Written task >> Please count the lines in the records below that contain the string "bridge", treating uppercase and lowercase as different. Reply with the number only.

Entries shown >>
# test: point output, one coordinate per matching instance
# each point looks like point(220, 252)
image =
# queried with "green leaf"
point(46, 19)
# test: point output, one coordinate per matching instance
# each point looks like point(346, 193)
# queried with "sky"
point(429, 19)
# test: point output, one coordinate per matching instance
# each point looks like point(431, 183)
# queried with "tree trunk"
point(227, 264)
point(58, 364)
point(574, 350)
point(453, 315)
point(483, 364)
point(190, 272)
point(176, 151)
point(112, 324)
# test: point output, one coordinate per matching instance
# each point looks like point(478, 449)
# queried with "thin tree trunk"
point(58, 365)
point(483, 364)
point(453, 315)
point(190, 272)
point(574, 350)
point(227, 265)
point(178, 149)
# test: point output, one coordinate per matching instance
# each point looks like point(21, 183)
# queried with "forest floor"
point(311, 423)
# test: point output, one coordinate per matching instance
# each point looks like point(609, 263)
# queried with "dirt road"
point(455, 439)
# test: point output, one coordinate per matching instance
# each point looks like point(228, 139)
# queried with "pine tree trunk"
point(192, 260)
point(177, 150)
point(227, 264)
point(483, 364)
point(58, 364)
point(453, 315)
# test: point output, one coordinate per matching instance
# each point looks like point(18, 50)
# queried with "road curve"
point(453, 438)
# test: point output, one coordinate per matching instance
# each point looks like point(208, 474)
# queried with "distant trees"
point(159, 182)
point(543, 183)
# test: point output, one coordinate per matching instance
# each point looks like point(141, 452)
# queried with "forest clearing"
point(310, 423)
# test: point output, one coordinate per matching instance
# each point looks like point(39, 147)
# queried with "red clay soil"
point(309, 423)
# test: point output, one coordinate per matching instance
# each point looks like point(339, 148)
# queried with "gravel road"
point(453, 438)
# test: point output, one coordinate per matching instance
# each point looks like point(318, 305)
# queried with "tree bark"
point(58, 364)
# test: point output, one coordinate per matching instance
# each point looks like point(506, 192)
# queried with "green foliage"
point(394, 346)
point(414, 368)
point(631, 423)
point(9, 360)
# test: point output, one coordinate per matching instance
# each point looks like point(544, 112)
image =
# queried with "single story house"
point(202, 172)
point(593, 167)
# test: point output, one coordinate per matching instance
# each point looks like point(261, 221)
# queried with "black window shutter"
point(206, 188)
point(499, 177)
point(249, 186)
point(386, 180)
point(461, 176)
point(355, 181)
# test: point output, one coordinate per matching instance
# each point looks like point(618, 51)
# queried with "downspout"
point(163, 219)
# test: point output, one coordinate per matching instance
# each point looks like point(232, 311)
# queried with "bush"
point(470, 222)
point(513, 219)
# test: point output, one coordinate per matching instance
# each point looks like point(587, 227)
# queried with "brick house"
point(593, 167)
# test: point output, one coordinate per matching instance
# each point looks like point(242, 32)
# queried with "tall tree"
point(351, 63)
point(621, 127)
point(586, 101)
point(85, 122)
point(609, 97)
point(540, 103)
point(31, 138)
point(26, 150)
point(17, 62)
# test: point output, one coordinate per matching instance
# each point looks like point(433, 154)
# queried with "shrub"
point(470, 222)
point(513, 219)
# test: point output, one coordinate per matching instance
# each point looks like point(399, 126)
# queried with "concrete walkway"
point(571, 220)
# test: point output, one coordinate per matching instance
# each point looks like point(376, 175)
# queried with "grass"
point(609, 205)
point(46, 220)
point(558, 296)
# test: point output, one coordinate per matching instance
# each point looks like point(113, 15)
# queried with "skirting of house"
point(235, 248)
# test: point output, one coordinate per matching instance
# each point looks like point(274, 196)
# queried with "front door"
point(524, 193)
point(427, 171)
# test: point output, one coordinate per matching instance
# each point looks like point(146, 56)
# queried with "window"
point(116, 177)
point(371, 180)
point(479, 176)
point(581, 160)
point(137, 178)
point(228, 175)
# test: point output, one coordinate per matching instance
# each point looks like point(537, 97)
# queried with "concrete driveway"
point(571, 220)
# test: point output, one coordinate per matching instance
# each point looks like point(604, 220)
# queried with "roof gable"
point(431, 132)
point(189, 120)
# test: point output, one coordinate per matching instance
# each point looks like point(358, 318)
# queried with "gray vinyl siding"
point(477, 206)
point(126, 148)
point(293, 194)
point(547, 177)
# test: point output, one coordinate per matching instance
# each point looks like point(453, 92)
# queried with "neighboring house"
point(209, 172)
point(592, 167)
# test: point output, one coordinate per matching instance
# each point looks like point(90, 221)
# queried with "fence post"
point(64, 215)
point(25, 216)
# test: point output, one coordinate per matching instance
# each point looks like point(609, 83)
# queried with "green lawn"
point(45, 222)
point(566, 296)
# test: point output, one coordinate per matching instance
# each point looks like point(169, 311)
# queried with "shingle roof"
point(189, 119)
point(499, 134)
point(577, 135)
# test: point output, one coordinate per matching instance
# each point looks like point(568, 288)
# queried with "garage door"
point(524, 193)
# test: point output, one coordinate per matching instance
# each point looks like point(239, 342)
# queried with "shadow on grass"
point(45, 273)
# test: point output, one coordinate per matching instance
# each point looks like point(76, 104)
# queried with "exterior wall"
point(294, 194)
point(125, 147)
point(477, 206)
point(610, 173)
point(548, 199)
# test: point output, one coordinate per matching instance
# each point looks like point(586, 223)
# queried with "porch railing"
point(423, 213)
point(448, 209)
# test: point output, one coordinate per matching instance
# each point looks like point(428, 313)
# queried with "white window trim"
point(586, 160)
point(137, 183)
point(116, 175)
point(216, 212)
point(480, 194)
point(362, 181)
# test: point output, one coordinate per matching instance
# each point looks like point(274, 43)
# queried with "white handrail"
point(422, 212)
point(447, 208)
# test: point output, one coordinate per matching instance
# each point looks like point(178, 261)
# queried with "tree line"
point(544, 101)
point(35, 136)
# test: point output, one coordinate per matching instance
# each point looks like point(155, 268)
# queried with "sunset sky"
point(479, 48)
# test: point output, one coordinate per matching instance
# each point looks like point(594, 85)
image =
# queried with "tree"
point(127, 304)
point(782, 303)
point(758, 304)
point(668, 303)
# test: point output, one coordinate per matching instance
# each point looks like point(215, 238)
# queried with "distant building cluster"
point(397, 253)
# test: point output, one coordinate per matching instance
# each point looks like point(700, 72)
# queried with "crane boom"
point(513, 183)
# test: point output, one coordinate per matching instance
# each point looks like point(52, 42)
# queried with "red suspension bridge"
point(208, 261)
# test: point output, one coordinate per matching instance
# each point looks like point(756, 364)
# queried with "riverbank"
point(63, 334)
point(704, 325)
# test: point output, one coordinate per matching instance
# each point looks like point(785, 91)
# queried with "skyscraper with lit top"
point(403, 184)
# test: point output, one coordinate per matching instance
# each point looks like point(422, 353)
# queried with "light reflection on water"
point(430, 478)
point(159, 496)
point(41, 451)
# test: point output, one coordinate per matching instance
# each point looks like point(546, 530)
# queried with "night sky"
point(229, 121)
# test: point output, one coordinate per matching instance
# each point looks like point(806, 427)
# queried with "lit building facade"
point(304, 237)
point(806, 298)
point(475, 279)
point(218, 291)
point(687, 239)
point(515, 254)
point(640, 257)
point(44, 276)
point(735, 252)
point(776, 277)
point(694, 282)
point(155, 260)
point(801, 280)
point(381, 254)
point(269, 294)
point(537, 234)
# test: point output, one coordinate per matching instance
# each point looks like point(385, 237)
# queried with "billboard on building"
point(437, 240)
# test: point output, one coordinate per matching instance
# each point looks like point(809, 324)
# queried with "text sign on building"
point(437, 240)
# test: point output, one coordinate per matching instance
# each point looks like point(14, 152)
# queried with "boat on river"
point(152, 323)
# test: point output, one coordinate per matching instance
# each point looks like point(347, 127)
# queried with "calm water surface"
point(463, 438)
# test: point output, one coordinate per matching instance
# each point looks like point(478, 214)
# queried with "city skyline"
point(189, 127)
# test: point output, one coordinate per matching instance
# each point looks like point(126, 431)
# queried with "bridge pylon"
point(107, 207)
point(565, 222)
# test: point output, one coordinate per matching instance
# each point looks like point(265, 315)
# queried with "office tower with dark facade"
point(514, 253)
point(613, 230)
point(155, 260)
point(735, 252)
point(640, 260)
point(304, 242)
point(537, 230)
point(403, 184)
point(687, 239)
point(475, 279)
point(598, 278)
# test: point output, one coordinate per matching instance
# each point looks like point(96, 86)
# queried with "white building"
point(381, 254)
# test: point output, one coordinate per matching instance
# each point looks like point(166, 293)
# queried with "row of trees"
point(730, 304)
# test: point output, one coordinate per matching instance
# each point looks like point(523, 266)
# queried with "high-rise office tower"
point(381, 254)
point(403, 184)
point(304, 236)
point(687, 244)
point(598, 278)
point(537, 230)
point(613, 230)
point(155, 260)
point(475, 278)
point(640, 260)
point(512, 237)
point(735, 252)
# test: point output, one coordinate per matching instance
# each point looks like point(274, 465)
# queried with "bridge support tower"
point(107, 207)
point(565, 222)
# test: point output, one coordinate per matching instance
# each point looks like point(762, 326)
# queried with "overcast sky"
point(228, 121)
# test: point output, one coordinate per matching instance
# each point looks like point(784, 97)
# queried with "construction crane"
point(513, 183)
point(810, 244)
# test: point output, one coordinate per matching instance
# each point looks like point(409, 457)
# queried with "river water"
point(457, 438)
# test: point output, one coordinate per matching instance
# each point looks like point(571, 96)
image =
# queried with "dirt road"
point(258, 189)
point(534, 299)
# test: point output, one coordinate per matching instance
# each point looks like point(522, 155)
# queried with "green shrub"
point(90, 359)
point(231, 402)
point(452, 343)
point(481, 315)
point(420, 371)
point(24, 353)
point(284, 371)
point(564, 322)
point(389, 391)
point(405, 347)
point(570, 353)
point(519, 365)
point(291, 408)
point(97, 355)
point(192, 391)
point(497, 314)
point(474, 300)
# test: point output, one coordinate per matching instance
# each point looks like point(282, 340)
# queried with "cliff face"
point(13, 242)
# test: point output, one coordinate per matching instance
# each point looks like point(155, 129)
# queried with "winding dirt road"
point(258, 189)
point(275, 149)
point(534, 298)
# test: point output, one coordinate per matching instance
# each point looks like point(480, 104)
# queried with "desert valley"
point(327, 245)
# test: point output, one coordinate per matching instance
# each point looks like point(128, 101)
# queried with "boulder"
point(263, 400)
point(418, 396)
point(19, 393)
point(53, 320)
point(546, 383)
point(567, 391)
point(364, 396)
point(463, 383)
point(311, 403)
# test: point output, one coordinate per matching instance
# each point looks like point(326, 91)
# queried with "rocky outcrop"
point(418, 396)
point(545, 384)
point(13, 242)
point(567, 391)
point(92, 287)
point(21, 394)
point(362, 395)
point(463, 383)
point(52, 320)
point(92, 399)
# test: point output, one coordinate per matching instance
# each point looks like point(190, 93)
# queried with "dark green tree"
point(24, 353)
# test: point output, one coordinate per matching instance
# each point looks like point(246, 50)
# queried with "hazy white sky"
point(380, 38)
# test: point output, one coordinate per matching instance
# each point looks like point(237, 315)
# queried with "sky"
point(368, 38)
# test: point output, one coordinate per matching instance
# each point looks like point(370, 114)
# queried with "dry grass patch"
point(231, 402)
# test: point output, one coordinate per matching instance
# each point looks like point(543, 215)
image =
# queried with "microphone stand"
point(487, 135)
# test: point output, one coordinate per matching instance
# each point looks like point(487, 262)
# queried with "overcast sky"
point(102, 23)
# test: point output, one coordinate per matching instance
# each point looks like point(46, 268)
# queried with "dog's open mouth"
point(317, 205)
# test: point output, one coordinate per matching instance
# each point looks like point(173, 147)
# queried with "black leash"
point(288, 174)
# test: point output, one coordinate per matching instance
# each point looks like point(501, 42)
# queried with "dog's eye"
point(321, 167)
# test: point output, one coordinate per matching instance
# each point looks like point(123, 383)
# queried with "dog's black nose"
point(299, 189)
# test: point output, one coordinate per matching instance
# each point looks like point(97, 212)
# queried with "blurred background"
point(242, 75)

Exercise solution >> 3